The input START
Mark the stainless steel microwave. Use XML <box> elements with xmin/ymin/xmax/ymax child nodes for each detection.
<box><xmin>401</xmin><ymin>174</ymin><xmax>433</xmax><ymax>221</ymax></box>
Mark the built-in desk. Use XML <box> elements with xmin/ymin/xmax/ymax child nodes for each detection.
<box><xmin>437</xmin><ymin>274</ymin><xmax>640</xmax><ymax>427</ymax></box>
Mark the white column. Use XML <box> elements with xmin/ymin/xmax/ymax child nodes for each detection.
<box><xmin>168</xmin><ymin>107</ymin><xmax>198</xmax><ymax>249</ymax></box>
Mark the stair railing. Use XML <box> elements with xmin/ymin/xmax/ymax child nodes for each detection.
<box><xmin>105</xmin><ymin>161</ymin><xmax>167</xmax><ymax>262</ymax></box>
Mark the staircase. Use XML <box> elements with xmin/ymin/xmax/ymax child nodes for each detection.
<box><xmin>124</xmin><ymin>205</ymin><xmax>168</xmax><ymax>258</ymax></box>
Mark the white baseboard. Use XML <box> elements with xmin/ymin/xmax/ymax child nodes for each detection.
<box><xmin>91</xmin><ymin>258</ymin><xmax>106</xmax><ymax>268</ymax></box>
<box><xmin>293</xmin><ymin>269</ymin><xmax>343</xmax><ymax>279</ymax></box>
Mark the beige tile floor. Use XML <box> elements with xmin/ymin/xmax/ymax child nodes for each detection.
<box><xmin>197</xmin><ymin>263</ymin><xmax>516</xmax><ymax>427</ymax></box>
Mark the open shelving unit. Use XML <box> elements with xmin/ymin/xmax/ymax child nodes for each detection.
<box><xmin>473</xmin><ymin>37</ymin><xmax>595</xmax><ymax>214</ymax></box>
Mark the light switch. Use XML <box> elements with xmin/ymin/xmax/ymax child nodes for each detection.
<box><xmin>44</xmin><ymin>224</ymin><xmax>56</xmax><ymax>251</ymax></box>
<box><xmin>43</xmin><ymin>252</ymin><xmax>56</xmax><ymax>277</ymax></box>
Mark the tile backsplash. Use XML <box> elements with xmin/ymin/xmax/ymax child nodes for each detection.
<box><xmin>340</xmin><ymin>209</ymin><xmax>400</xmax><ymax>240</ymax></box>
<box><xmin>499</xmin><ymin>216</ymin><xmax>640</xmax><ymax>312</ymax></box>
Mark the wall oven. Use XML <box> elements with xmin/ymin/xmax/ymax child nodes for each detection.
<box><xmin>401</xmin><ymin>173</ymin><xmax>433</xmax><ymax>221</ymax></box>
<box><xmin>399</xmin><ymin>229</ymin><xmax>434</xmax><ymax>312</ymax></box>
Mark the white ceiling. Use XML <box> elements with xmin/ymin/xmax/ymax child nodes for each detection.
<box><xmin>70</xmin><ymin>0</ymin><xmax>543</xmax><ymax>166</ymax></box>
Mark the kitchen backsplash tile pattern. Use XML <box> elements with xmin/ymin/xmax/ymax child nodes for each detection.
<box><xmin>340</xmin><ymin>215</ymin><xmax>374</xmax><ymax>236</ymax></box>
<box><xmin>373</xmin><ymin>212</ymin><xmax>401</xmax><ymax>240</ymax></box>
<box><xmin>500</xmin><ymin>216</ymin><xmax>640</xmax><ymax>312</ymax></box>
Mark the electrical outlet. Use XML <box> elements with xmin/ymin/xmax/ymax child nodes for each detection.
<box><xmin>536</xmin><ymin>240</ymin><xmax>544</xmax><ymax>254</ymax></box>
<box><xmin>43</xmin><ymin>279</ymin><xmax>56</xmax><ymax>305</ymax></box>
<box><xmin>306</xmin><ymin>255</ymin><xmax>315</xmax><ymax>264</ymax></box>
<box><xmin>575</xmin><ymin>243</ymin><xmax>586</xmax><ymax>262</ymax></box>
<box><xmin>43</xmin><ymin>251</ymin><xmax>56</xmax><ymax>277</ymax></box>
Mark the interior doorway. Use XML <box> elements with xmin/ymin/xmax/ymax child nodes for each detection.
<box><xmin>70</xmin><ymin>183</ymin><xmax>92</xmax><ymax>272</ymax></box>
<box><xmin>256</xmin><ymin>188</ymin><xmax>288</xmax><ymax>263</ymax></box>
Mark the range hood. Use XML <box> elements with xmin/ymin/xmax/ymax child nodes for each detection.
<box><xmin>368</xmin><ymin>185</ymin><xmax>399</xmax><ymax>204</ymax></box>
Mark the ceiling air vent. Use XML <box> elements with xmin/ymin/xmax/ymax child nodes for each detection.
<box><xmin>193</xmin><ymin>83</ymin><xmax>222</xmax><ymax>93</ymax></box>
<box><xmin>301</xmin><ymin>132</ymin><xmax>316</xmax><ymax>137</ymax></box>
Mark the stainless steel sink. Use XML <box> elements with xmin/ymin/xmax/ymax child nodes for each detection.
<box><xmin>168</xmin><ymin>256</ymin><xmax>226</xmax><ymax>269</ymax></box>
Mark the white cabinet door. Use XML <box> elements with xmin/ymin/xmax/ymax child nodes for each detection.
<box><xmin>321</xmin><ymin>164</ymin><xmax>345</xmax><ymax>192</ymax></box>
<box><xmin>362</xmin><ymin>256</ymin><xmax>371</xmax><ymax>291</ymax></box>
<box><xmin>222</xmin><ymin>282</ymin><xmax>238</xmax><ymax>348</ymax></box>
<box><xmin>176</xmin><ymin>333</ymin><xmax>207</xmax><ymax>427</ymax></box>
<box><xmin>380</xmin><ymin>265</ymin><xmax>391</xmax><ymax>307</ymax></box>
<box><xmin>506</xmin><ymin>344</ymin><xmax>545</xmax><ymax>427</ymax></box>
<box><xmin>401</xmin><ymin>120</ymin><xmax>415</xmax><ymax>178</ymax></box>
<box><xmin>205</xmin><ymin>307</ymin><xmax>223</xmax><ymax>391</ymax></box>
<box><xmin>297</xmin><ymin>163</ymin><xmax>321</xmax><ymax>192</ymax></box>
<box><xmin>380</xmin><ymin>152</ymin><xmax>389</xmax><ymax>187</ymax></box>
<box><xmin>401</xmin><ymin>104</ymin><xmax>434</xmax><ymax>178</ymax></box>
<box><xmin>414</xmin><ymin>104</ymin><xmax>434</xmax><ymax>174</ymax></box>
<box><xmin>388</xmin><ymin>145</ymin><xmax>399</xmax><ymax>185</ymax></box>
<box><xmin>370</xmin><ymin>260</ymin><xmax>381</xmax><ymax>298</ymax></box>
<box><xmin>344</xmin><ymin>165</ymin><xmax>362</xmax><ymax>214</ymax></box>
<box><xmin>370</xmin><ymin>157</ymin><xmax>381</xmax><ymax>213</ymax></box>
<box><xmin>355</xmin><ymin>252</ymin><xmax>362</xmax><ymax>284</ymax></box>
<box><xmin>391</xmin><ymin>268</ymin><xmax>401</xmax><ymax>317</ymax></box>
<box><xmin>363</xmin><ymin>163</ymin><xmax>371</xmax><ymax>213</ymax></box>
The input END
■ **Your instructions**
The full set of entries above needs to be restated word for word.

■ **Response to the exercise**
Mark the stainless steel microwave. Use XML <box> elements with xmin/ymin/xmax/ymax child nodes for each detection.
<box><xmin>401</xmin><ymin>174</ymin><xmax>433</xmax><ymax>221</ymax></box>
Mark the built-in desk. Use XML <box> elements with xmin/ymin/xmax/ymax child nodes for each detection.
<box><xmin>437</xmin><ymin>274</ymin><xmax>640</xmax><ymax>427</ymax></box>
Mark the white column. Use XML <box> elements with xmin/ymin/xmax/ymax child nodes for each detection.
<box><xmin>168</xmin><ymin>107</ymin><xmax>198</xmax><ymax>249</ymax></box>
Mark the stair railing. Use XML <box> elements with xmin/ymin/xmax/ymax child nodes for each detection.
<box><xmin>105</xmin><ymin>161</ymin><xmax>167</xmax><ymax>262</ymax></box>
Mark the staircase. Use XML <box> elements with xmin/ymin/xmax/ymax child nodes for each detection.
<box><xmin>124</xmin><ymin>205</ymin><xmax>168</xmax><ymax>258</ymax></box>
Mark the white baseboard. Use XML <box> elements with xmin/ymin/xmax/ymax child nodes for each detection.
<box><xmin>91</xmin><ymin>258</ymin><xmax>106</xmax><ymax>268</ymax></box>
<box><xmin>293</xmin><ymin>269</ymin><xmax>343</xmax><ymax>279</ymax></box>
Mark the beige tile floor. Use XML <box> elements with xmin/ymin/xmax/ymax child nodes for each detection.
<box><xmin>197</xmin><ymin>263</ymin><xmax>516</xmax><ymax>427</ymax></box>
Mark the open shelving unit. Use XML <box> elements with xmin/ymin/xmax/ymax child nodes for each detection.
<box><xmin>473</xmin><ymin>37</ymin><xmax>595</xmax><ymax>214</ymax></box>
Mark the light switch. Use XML <box> elements with xmin/ymin/xmax/ymax child nodes for each detection.
<box><xmin>44</xmin><ymin>224</ymin><xmax>56</xmax><ymax>251</ymax></box>
<box><xmin>43</xmin><ymin>252</ymin><xmax>56</xmax><ymax>277</ymax></box>
Mark the tile backsplash. Use XML <box> elements with xmin/ymin/xmax/ymax child nodes for each detection.
<box><xmin>340</xmin><ymin>209</ymin><xmax>400</xmax><ymax>240</ymax></box>
<box><xmin>499</xmin><ymin>216</ymin><xmax>640</xmax><ymax>312</ymax></box>
Mark the wall oven. Use XML <box> elements with xmin/ymin/xmax/ymax child nodes for each detection.
<box><xmin>401</xmin><ymin>173</ymin><xmax>433</xmax><ymax>221</ymax></box>
<box><xmin>399</xmin><ymin>229</ymin><xmax>434</xmax><ymax>312</ymax></box>
Mark the white ceiling. Use XML <box> elements with xmin/ymin/xmax/ymax child nodes for each detection.
<box><xmin>70</xmin><ymin>0</ymin><xmax>543</xmax><ymax>166</ymax></box>
Mark the kitchen backsplash tile pattern. Use XML <box> elements with xmin/ymin/xmax/ymax child nodes for each detection.
<box><xmin>340</xmin><ymin>215</ymin><xmax>374</xmax><ymax>236</ymax></box>
<box><xmin>373</xmin><ymin>212</ymin><xmax>401</xmax><ymax>240</ymax></box>
<box><xmin>500</xmin><ymin>216</ymin><xmax>640</xmax><ymax>312</ymax></box>
Mark the electrical outlet. Use XML <box> elements with xmin/ymin/xmax/ymax child nodes for each detection.
<box><xmin>536</xmin><ymin>240</ymin><xmax>544</xmax><ymax>254</ymax></box>
<box><xmin>43</xmin><ymin>279</ymin><xmax>56</xmax><ymax>305</ymax></box>
<box><xmin>306</xmin><ymin>255</ymin><xmax>315</xmax><ymax>264</ymax></box>
<box><xmin>575</xmin><ymin>243</ymin><xmax>586</xmax><ymax>262</ymax></box>
<box><xmin>43</xmin><ymin>251</ymin><xmax>56</xmax><ymax>277</ymax></box>
Mark the interior doorway. Use XML <box> elements with xmin/ymin/xmax/ymax child nodes for each detection.
<box><xmin>70</xmin><ymin>183</ymin><xmax>92</xmax><ymax>272</ymax></box>
<box><xmin>256</xmin><ymin>188</ymin><xmax>288</xmax><ymax>263</ymax></box>
Mark the range hood. Use XML <box> elements with xmin/ymin/xmax/ymax child nodes for each detection.
<box><xmin>368</xmin><ymin>185</ymin><xmax>399</xmax><ymax>204</ymax></box>
Mark the ceiling air vent. Use XML <box> elements with xmin/ymin/xmax/ymax child nodes for each detection.
<box><xmin>193</xmin><ymin>83</ymin><xmax>222</xmax><ymax>93</ymax></box>
<box><xmin>301</xmin><ymin>132</ymin><xmax>316</xmax><ymax>137</ymax></box>
Mark the stainless steel sink. Use XML <box> elements with xmin/ymin/xmax/ymax child nodes for each detection.
<box><xmin>168</xmin><ymin>256</ymin><xmax>226</xmax><ymax>269</ymax></box>
Mark the white cabinet door. Use XML <box> elements with xmin/ymin/xmax/ymax child nodes for each detection.
<box><xmin>321</xmin><ymin>164</ymin><xmax>345</xmax><ymax>192</ymax></box>
<box><xmin>362</xmin><ymin>256</ymin><xmax>371</xmax><ymax>291</ymax></box>
<box><xmin>222</xmin><ymin>282</ymin><xmax>238</xmax><ymax>348</ymax></box>
<box><xmin>176</xmin><ymin>333</ymin><xmax>207</xmax><ymax>427</ymax></box>
<box><xmin>380</xmin><ymin>265</ymin><xmax>391</xmax><ymax>307</ymax></box>
<box><xmin>506</xmin><ymin>344</ymin><xmax>545</xmax><ymax>427</ymax></box>
<box><xmin>401</xmin><ymin>120</ymin><xmax>415</xmax><ymax>178</ymax></box>
<box><xmin>205</xmin><ymin>307</ymin><xmax>223</xmax><ymax>391</ymax></box>
<box><xmin>297</xmin><ymin>163</ymin><xmax>321</xmax><ymax>192</ymax></box>
<box><xmin>380</xmin><ymin>152</ymin><xmax>389</xmax><ymax>187</ymax></box>
<box><xmin>401</xmin><ymin>104</ymin><xmax>434</xmax><ymax>178</ymax></box>
<box><xmin>414</xmin><ymin>104</ymin><xmax>434</xmax><ymax>174</ymax></box>
<box><xmin>388</xmin><ymin>145</ymin><xmax>399</xmax><ymax>185</ymax></box>
<box><xmin>370</xmin><ymin>260</ymin><xmax>381</xmax><ymax>298</ymax></box>
<box><xmin>344</xmin><ymin>165</ymin><xmax>362</xmax><ymax>214</ymax></box>
<box><xmin>370</xmin><ymin>157</ymin><xmax>381</xmax><ymax>213</ymax></box>
<box><xmin>355</xmin><ymin>252</ymin><xmax>362</xmax><ymax>284</ymax></box>
<box><xmin>391</xmin><ymin>268</ymin><xmax>401</xmax><ymax>317</ymax></box>
<box><xmin>363</xmin><ymin>163</ymin><xmax>371</xmax><ymax>213</ymax></box>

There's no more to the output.